*Assignment:*
Restate each entry word for word. Keep every detail intact.
[[ Raw data, beginning ]]
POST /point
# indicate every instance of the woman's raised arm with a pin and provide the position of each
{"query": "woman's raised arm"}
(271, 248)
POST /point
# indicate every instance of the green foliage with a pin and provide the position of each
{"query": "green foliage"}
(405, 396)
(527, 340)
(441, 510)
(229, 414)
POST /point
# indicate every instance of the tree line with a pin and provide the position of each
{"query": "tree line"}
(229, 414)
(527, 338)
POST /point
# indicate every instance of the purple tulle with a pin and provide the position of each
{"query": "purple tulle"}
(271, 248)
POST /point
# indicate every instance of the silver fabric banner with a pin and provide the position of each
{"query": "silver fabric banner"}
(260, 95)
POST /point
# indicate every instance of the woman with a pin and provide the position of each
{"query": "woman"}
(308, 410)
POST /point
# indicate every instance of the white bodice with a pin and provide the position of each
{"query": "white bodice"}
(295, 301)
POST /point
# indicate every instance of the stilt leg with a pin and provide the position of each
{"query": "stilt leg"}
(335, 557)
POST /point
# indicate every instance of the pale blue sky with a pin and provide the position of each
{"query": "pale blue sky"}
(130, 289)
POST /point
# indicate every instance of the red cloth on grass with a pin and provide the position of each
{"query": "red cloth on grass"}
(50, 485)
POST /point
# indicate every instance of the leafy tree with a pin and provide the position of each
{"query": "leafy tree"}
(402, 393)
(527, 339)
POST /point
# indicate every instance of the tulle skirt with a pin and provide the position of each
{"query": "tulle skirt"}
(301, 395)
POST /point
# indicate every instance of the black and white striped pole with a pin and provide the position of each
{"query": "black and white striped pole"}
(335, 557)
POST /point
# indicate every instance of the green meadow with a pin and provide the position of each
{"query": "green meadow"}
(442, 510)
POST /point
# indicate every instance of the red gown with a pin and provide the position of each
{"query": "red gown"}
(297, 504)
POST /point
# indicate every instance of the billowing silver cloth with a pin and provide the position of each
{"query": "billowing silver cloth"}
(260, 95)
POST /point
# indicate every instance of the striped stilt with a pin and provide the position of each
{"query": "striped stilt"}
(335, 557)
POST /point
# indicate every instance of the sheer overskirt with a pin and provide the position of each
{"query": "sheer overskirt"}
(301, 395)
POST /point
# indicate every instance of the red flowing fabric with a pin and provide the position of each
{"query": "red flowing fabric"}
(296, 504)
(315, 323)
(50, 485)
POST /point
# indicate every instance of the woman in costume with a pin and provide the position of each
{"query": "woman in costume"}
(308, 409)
[[ Raw data, end ]]
*Task response:*
POST /point
# indicate every instance of the woman's raised arm with a pin and provide the position of each
{"query": "woman's raised arm"}
(271, 248)
POST /point
# indicate every instance of the green foliage with a pin and provide the position of each
{"query": "green foliage"}
(405, 396)
(527, 340)
(441, 510)
(229, 414)
POST /point
# indicate every instance of the tree line with a pin and provide the position of each
{"query": "tree line"}
(229, 414)
(527, 338)
POST /point
# indicate every instance of the purple tulle with a pin and provide the position of each
{"query": "purple tulle"}
(271, 248)
POST /point
# indicate every instance of the silver fabric banner with a pin and provide the position of each
{"query": "silver fabric banner"}
(260, 95)
POST /point
# indicate every instance of the woman with a pin and provide the position of each
{"query": "woman"}
(308, 410)
POST /point
# indicate every instance of the white bodice with a pin and provide the position of each
{"query": "white bodice"}
(295, 301)
POST /point
# indicate every instance of the stilt leg with a pin and provide the position of each
{"query": "stilt leg"}
(335, 557)
POST /point
# indicate every instance of the pale blue sky with a pin and provide the position of each
{"query": "pale blue sky"}
(130, 289)
POST /point
# indicate every instance of the red cloth on grass with a pin and provide the position of each
{"query": "red cloth on grass"}
(50, 485)
POST /point
# indicate every instance of the leafy tree with a pin and provide the position of each
{"query": "leafy tree"}
(402, 393)
(527, 339)
POST /point
# indicate every instance of the tulle skirt with a pin and provide the position of each
{"query": "tulle skirt"}
(301, 395)
POST /point
# indicate every instance of the black and white striped pole with a pin and provide the position of each
{"query": "black and white striped pole"}
(335, 557)
POST /point
# indicate every instance of the green meadow with a pin and provide the position of each
{"query": "green meadow"}
(442, 510)
POST /point
# indicate every instance of the red gown with a pin and provide the position of each
{"query": "red gown"}
(297, 504)
POST /point
# indicate every instance of the billowing silver cloth with a pin and provide the position of each
{"query": "billowing silver cloth"}
(260, 95)
POST /point
# indicate every instance of the striped stilt with a pin and provide the position of each
{"query": "striped stilt"}
(335, 557)
POST /point
# indicate every instance of the sheer overskirt with a pin and provide the position of each
{"query": "sheer overskirt"}
(301, 395)
POST /point
# indicate every instance of the red flowing fabric with a pin and provide the position of each
{"query": "red flowing fabric"}
(296, 504)
(315, 323)
(50, 485)
POST /point
# indicate every instance of the woman in costume with a pin and provide the position of each
{"query": "woman in costume"}
(308, 409)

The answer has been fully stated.